● **Requirement**:
Please copy the data word for word, starting at the very beginning of the data and ending at the line that contains "144,308 -> 205,331", with both of those lines included. Leave the pictures out of your copy.
+===+
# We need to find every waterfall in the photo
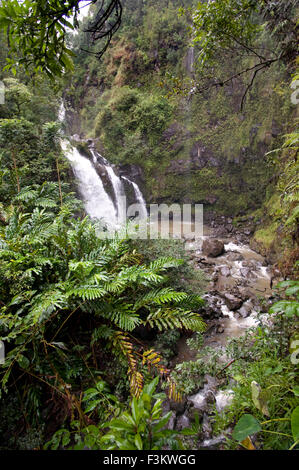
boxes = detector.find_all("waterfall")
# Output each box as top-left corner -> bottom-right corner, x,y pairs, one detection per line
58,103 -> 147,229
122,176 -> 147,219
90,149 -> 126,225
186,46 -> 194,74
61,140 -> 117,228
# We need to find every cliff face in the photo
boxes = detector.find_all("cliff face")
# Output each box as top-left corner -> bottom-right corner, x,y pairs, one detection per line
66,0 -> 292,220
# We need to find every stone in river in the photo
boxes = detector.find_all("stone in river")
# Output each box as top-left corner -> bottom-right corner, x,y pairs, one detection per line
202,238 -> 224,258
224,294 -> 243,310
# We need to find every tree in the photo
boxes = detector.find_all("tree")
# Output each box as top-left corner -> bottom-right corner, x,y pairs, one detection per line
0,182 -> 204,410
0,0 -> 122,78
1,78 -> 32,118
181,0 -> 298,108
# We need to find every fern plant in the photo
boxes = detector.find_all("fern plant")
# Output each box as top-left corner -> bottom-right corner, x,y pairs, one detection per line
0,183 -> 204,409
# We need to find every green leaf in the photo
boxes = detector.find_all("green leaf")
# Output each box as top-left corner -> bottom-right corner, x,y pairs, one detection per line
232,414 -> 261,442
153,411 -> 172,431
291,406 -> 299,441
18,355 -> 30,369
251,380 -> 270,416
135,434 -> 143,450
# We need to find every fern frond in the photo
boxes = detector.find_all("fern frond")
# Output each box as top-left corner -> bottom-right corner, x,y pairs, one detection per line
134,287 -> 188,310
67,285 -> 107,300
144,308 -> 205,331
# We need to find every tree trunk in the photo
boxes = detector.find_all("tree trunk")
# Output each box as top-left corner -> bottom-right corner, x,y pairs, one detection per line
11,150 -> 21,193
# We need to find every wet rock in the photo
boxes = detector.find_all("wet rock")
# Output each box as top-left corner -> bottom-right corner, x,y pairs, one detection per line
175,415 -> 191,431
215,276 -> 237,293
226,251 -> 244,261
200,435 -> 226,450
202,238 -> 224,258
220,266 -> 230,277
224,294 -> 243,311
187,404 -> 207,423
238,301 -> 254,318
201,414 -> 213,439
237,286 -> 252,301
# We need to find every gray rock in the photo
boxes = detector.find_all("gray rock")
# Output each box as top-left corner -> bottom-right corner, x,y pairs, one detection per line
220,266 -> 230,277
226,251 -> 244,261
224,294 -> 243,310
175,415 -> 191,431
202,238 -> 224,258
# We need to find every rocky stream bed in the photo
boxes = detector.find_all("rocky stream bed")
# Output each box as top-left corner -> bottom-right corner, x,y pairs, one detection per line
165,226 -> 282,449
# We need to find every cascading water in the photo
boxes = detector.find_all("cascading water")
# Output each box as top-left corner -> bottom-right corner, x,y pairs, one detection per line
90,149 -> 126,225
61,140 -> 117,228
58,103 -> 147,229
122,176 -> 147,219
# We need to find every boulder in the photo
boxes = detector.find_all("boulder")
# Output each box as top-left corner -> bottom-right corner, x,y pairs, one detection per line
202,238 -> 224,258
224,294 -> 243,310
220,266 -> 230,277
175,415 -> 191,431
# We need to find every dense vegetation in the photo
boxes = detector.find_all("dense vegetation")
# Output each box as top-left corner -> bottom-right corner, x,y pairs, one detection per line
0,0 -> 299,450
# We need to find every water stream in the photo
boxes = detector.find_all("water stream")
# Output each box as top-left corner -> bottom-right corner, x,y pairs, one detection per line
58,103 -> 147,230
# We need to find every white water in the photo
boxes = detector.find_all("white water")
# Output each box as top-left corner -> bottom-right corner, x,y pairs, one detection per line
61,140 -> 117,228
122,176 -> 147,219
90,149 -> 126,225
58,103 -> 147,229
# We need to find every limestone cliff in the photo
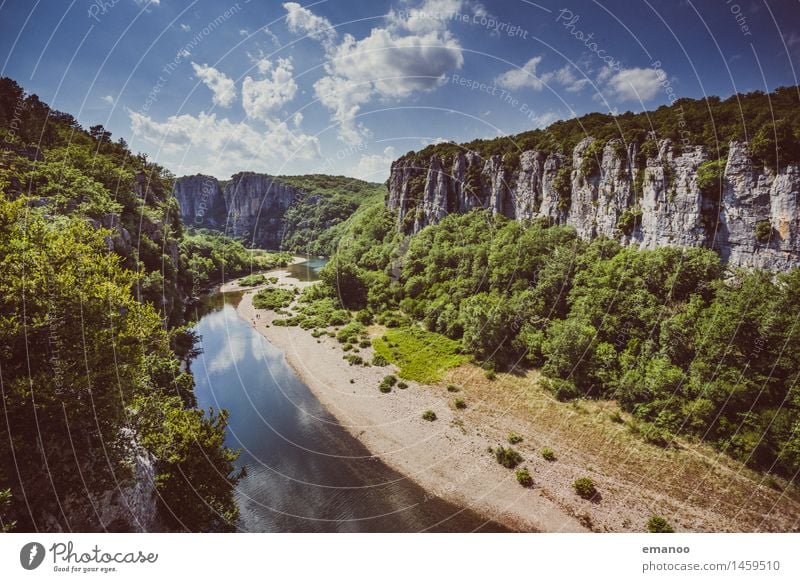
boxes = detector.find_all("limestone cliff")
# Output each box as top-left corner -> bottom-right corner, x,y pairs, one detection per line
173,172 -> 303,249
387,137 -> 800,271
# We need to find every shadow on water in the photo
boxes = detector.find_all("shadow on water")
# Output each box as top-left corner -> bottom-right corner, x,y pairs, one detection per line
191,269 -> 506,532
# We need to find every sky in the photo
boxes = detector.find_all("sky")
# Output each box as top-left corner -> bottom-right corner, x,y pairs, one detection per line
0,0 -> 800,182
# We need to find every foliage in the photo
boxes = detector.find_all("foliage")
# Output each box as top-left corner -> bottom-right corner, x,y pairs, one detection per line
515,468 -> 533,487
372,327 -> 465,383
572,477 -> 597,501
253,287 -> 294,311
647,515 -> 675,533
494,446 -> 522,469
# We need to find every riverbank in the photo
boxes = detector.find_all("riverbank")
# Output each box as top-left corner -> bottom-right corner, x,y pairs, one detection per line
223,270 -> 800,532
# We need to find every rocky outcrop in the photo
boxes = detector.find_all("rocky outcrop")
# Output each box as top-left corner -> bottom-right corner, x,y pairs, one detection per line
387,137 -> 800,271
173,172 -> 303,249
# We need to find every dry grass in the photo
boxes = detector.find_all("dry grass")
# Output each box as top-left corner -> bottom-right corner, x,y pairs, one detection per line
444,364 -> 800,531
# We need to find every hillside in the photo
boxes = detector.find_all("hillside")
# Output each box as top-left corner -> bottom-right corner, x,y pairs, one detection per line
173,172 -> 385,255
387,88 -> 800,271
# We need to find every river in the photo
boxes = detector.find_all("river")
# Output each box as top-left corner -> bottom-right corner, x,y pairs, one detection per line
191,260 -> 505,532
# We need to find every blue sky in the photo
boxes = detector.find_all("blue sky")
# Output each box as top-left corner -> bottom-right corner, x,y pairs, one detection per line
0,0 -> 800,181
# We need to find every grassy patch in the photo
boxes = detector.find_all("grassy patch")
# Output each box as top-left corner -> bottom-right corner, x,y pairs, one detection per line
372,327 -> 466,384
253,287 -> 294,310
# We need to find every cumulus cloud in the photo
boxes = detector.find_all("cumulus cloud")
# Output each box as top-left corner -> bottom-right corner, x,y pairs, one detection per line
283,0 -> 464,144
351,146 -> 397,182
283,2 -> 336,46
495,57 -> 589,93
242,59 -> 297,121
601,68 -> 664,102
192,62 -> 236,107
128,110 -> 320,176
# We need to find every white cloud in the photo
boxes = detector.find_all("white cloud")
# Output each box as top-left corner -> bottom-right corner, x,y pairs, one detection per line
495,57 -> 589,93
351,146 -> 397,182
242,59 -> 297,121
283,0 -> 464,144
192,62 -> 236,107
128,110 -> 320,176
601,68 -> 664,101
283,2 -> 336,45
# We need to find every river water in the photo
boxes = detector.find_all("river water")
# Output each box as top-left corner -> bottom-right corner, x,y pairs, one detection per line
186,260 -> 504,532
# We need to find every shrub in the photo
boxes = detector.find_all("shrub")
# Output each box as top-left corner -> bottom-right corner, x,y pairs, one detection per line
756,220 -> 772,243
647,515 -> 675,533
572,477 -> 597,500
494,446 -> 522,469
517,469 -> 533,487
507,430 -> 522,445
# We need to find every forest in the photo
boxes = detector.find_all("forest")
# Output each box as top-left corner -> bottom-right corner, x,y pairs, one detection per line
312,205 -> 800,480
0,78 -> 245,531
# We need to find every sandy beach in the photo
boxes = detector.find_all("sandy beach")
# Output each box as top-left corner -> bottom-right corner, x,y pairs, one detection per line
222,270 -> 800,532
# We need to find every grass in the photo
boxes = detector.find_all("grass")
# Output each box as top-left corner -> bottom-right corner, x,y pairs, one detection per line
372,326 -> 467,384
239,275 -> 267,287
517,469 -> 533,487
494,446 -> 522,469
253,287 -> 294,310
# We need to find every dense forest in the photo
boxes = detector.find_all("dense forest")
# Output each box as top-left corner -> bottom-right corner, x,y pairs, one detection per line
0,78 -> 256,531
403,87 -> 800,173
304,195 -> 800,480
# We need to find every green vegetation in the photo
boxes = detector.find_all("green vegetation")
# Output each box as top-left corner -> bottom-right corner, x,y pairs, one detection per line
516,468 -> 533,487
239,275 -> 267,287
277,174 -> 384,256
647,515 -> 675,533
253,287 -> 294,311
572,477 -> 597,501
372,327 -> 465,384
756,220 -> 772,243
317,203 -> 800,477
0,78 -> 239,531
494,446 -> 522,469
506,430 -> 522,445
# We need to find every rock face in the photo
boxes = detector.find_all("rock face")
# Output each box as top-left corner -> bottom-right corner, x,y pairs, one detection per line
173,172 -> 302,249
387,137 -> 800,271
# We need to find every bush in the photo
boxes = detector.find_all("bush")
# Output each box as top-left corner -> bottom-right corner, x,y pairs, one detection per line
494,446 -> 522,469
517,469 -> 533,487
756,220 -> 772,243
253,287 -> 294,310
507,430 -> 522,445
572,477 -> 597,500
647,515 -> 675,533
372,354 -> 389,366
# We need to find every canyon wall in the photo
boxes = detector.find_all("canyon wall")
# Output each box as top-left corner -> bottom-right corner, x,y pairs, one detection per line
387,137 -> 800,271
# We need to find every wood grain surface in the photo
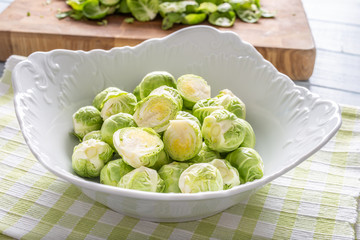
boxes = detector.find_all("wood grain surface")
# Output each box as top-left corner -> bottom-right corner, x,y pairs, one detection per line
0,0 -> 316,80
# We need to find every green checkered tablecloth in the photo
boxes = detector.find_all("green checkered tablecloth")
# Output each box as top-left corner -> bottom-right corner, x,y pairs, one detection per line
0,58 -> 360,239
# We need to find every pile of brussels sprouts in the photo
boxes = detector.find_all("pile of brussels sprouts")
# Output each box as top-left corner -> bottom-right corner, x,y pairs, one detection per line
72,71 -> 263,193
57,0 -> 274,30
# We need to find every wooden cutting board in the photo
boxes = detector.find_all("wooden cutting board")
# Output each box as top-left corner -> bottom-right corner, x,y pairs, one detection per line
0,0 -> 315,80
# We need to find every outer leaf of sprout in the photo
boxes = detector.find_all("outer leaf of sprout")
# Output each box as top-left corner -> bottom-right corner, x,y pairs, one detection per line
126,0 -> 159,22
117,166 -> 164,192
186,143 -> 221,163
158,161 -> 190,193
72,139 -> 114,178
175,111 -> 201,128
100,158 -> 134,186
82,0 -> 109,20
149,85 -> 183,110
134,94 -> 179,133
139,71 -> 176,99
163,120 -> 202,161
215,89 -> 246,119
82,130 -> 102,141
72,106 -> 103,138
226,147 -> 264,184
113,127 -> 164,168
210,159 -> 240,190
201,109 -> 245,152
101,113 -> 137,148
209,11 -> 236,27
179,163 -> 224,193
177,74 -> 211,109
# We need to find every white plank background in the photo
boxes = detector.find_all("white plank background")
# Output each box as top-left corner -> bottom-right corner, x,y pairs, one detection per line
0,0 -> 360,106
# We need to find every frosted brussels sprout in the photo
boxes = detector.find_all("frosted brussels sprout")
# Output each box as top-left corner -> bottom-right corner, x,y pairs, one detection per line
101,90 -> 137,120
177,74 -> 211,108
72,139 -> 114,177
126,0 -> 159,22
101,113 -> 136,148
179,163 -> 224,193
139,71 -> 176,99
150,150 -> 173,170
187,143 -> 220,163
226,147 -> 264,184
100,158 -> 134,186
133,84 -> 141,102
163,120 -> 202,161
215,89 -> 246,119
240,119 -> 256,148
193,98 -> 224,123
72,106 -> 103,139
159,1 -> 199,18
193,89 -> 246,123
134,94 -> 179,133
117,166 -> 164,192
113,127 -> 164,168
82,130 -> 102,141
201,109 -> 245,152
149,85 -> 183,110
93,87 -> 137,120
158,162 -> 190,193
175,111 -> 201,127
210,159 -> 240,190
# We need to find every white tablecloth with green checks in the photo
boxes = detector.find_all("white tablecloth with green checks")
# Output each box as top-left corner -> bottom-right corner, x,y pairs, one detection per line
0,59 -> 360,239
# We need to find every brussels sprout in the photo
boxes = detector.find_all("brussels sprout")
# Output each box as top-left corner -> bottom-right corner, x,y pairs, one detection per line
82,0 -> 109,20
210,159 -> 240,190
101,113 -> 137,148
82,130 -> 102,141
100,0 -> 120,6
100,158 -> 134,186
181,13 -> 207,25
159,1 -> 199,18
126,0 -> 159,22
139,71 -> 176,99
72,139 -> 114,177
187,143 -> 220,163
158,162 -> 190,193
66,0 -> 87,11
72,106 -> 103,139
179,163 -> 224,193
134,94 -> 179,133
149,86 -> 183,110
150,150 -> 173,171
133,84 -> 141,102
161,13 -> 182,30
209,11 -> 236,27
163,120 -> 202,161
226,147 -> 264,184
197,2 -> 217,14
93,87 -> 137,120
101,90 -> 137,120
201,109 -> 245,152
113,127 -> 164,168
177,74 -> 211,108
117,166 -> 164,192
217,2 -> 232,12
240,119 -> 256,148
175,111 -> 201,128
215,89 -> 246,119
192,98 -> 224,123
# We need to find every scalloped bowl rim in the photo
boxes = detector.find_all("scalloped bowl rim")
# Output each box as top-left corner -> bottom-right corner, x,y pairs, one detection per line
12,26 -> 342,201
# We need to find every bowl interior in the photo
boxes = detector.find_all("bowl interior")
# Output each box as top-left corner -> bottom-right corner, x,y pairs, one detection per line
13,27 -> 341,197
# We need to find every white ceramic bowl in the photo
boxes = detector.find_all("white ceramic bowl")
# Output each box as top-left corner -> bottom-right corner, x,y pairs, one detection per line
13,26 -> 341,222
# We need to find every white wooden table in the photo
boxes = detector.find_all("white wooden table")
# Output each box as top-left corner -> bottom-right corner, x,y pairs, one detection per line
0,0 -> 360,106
+===+
● **Task solution**:
# We need to find every waterfall in the photo
boxes = detector.find_all("waterfall")
# Output each box as top-left corner -> bottom-right corner, x,y pairs, one detection per line
58,103 -> 147,229
122,176 -> 147,219
90,149 -> 126,225
186,46 -> 194,74
61,140 -> 117,228
# We need to find every cliff face in the photo
boxes = detector.find_all("cliff face")
# Output each box as top-left corner -> bottom-right corner, x,y pairs, one detection per line
66,0 -> 292,220
# We need to find every stone in river in the photo
boxes = detector.find_all("stone in river")
# Output each box as top-left corner -> bottom-right corner, x,y pairs, one detection per line
202,238 -> 224,258
224,294 -> 243,310
# We need to find every tree in the photo
boxes = detector.find_all("tree")
# Output each box as top-left corner -> bottom-right corner, x,y pairs, one detection per line
0,182 -> 204,410
0,0 -> 122,78
1,78 -> 32,118
181,0 -> 298,108
# We need to find every fern plant in the photo
boxes = detector.find_all("fern plant")
# Output each box as top-left corner -> bottom-right corner, x,y pairs, one detection per line
0,183 -> 204,409
# We need to find every green leaf in the photo
boxes = detector.find_all("green leaf")
# Output each box as top-left corner -> bottom-right corner, x,y pairs, one detection per line
232,414 -> 261,442
153,411 -> 172,431
291,406 -> 299,441
18,355 -> 30,369
251,380 -> 270,416
135,434 -> 143,450
# We need to find every fern frond in the photo
boxes = detector.find_all("fern frond")
# Output each box as top-left corner -> bottom-right corner, x,y pairs, one detection per line
134,287 -> 188,310
67,285 -> 107,300
144,308 -> 205,331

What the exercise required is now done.